-- INFORMATION PROVIDED follows --

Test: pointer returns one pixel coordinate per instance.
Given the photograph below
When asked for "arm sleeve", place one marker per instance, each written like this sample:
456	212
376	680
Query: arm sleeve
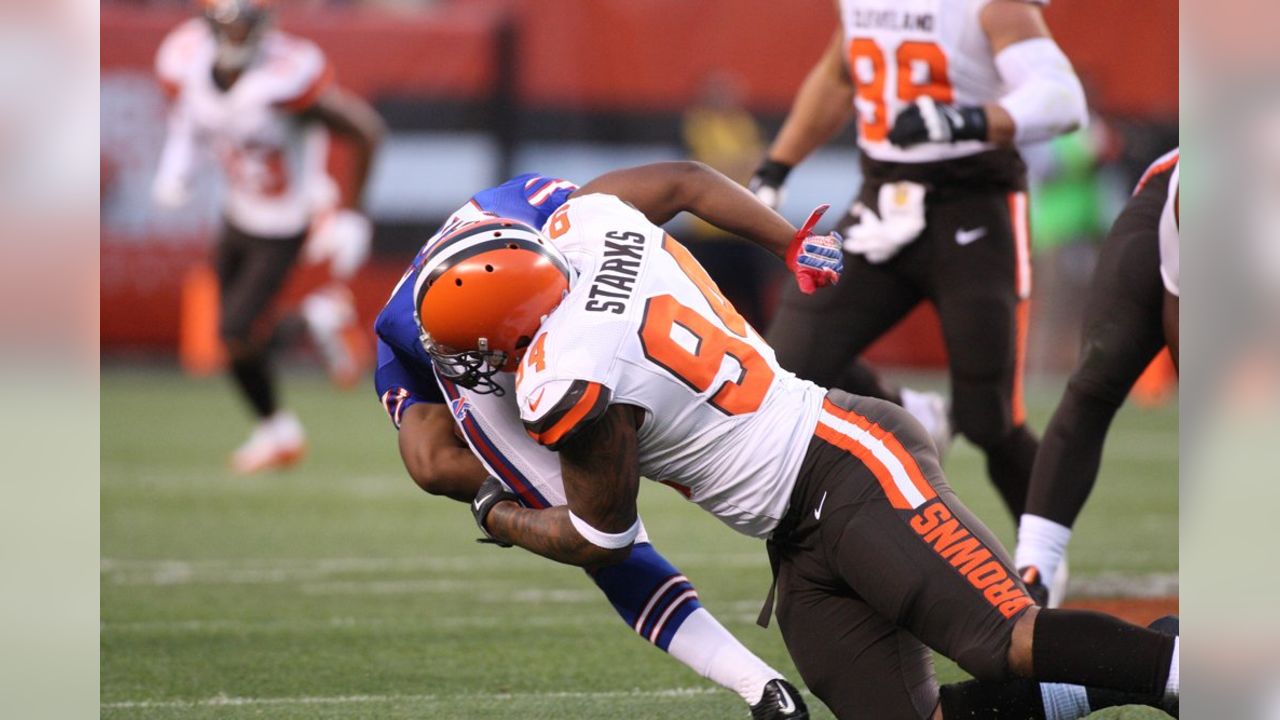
1045	98
304	76
398	386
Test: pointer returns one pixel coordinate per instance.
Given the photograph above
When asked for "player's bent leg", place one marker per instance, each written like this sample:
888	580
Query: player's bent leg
251	272
1096	650
661	605
900	537
919	557
858	662
817	336
1121	336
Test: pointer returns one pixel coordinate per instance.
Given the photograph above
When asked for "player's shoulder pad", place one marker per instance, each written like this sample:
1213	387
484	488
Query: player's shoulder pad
177	51
295	71
542	191
556	410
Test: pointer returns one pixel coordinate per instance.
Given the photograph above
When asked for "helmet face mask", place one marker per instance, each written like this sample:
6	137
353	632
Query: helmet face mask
238	27
472	369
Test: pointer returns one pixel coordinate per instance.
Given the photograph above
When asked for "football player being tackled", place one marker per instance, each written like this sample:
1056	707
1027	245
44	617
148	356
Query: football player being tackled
629	361
256	96
1132	314
426	406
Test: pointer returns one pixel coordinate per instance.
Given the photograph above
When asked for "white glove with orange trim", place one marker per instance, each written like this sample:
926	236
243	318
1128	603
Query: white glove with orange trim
343	238
816	260
899	223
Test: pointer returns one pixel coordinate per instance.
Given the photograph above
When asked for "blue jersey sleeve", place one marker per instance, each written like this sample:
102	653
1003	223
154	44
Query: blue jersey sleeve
398	386
529	197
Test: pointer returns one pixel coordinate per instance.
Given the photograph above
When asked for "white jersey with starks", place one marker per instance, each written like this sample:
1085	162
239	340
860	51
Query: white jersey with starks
254	128
900	50
643	324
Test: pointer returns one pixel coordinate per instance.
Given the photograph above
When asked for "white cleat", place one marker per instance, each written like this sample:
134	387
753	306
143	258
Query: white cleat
275	442
932	411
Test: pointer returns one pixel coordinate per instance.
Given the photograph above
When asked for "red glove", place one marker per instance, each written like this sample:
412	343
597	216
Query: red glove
816	260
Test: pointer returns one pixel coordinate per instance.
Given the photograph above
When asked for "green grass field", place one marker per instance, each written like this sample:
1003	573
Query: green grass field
338	589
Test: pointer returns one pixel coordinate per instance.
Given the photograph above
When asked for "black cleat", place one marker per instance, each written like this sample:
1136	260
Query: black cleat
781	701
1166	625
1036	586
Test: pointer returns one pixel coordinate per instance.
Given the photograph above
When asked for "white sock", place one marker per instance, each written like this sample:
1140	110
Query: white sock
1041	543
1064	702
1171	686
705	646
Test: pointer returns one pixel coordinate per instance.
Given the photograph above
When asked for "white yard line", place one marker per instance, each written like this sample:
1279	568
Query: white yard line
231	701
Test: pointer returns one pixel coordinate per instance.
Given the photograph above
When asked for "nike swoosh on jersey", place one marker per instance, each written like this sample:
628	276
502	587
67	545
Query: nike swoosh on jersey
965	237
533	402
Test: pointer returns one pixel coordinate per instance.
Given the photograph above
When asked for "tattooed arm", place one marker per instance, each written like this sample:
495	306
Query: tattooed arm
602	478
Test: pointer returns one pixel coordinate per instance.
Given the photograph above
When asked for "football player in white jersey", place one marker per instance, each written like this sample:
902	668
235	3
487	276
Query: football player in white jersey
629	361
254	95
942	91
650	595
1130	315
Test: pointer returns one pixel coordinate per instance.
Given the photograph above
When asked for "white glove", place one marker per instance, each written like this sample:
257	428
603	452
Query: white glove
343	238
899	223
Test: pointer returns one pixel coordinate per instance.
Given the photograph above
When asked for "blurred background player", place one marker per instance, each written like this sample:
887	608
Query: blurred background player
942	94
1130	317
255	96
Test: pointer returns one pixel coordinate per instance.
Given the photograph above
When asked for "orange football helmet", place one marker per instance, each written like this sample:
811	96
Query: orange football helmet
481	295
238	27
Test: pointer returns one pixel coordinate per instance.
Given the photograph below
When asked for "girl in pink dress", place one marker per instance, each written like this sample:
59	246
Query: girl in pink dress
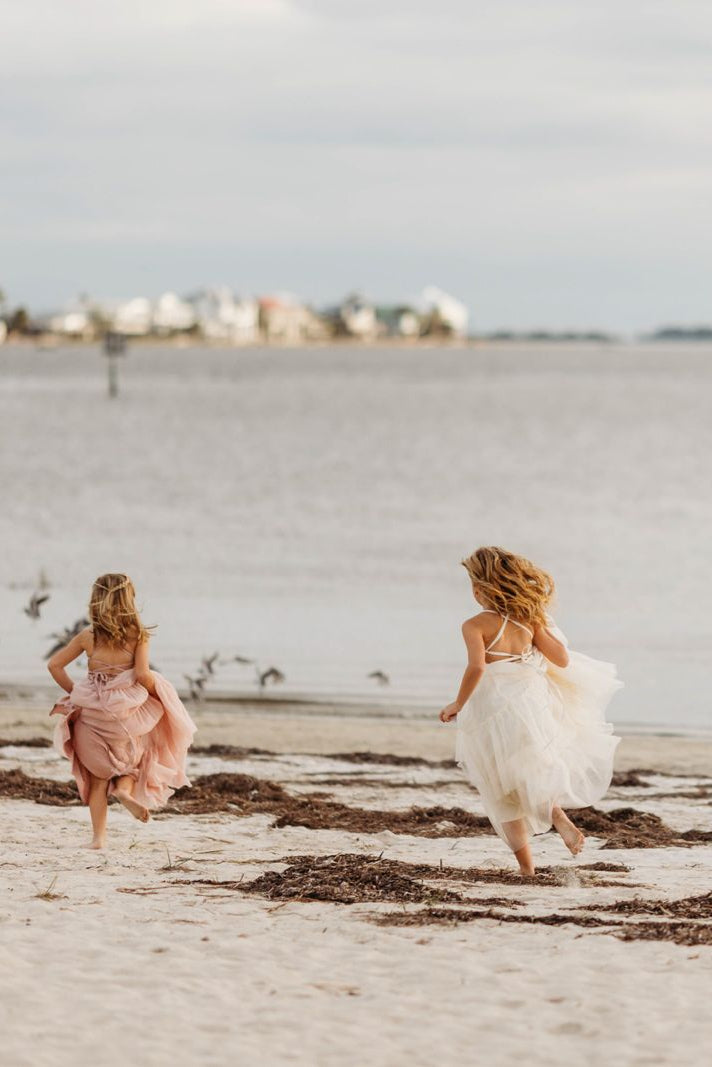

-- INFORMATION PROVIDED concluded --

### [EXERCISE INSTRUCTIONS]
Please write out every record above exactly, but leave the pictures out.

### [RESPONSE BOX]
Test: pointer returns one pixel coordinate per instance.
Given the photograph below
When asked for "arm sleeve", place one marker per instance, each written like this sample:
456	212
376	680
Query: arm sleeve
1045	98
304	76
398	386
Test: pointer returns one pixel coordinate per instance.
Given the photograph above
When asked for "player's bent leg", place one marker per instance, each written like this sample:
888	580
Query: player's bent leg
251	272
1096	650
661	605
900	537
919	557
858	662
817	336
1121	336
Test: pointer returns one pixel coordinate per instance.
Given the photograph above
When asked for "player's shoulder pad", place one marker per instance, each written like this sample:
1213	387
484	488
Query: player's shoulder pad
177	51
295	71
542	191
556	410
Test: pointer returns one pixel coordinate per instance.
Given the photograph above
When asked for "helmet face mask", place one marker per instance, each written like this sample:
6	137
353	632
Query: helmet face mask
238	27
472	369
Test: pointer returns one pixel coordinate per instance.
Given the photograph above
When asked for "football player being tackled", place one marker per instance, each written like this sample:
1056	707
1027	245
44	617
148	356
Query: football player being tackled
629	361
256	96
1132	314
426	406
Test: pointer returns one pixel coordinate per instance.
Given the photograph above
When asked for "white glove with orange trim", place one marker per instance, each written like this sample:
926	236
243	318
1128	603
Query: white glove with orange trim
343	238
816	260
899	223
Test: pointer returns one pixel coordinate per instance.
Given the photograph above
When asked for "blue jersey sleeve", place one marker per instance, each written like this sample:
102	653
1003	223
154	44
Query: blue jersey sleeve
398	386
529	197
Test: pointer returns one pixel coordinate per instance.
Given the photograph above
When asked for "white jersey with starks", place one marker per instance, each written like this sample:
1085	162
239	340
860	51
Query: white jersey with starks
254	128
900	50
643	324
Test: pointer returns one pixel coordinate per instance.
Given the photograph above
When asked for "white cleat", place one marker per instance, each written like this sample:
134	387
753	306
143	258
Query: white cleat
275	442
932	411
Test: pointer returns one pixel coordinate per instance.
Given the photograph above
When asked for "red glove", place one marker per instance, each written like this sample:
412	343
597	216
Query: red glove
816	260
Test: pointer returns one pixel coordinate per instance.
Given the photograph above
When asked for "green grass field", place one marker per instance, each written like this sample:
1003	573
Query: green grass field
338	589
Test: pointer returns one pixel coordinate per instance.
Given the photograph above
When asked for "black cleat", place one marker per instance, each written like this sample:
1136	260
Query: black cleat
781	701
1166	625
1036	586
Test: pointer returns one pixel coordinate per instance.
Given the photograph above
When asked for "white sock", place one marker per instance, each written like this sample:
1140	110
Query: white sock
1041	543
1064	702
1171	686
705	646
Test: pointer returns one pixel coordinate per instance.
Given the photograph above
When asked for "white yard line", place one marker per instance, each written like this sample:
1279	568
Query: white yard line
231	701
Test: pointer returns one pixel coordinate per instance.
Given the photograph above
When asked for "nike swoosh on jersey", place one marker per instance, each written like this sample:
628	276
502	587
67	545
Query: nike swoosh on jersey
965	237
533	402
Test: pointer returns one pixel coordinate per instance.
Given the photograph above
When asked for "tattooed arm", place one marker per instance, each written like this sample:
495	306
Query: tattooed arm
602	478
Test: pointer returns one pixel coordinate per instance.
Given the photograph above
When asked for "football player in white jersey", place one marker per instance, each written like this sample:
902	668
235	3
487	276
Query: football player in white jersey
629	361
254	95
942	91
650	595
1130	315
Test: pointer returns one pixel coordinate per instance.
Given the photograph above
When asked for "white glove", place one marker per instance, each written like this sample:
257	428
603	452
Query: white glove
343	238
899	223
Test: pointer returns one pixel coordinate per instance.
Given the photograph above
When asked for "blurred background player", place one marker per instance, each written like this sample:
887	608
Query: blurred background player
942	94
1130	317
255	96
Test: pointer returns one pixel coordinate per instance.
Given the photograph above
When asked for "orange football helmet", place one marker per instance, each written like this sample:
811	96
Query: orange football helmet
481	295
238	27
Test: pointer returns one pixel coordinate per instance.
Given the photograph below
When asked for "girl in pink dress", place one marker per instance, each written like this sample:
59	246
Query: girl in pink dress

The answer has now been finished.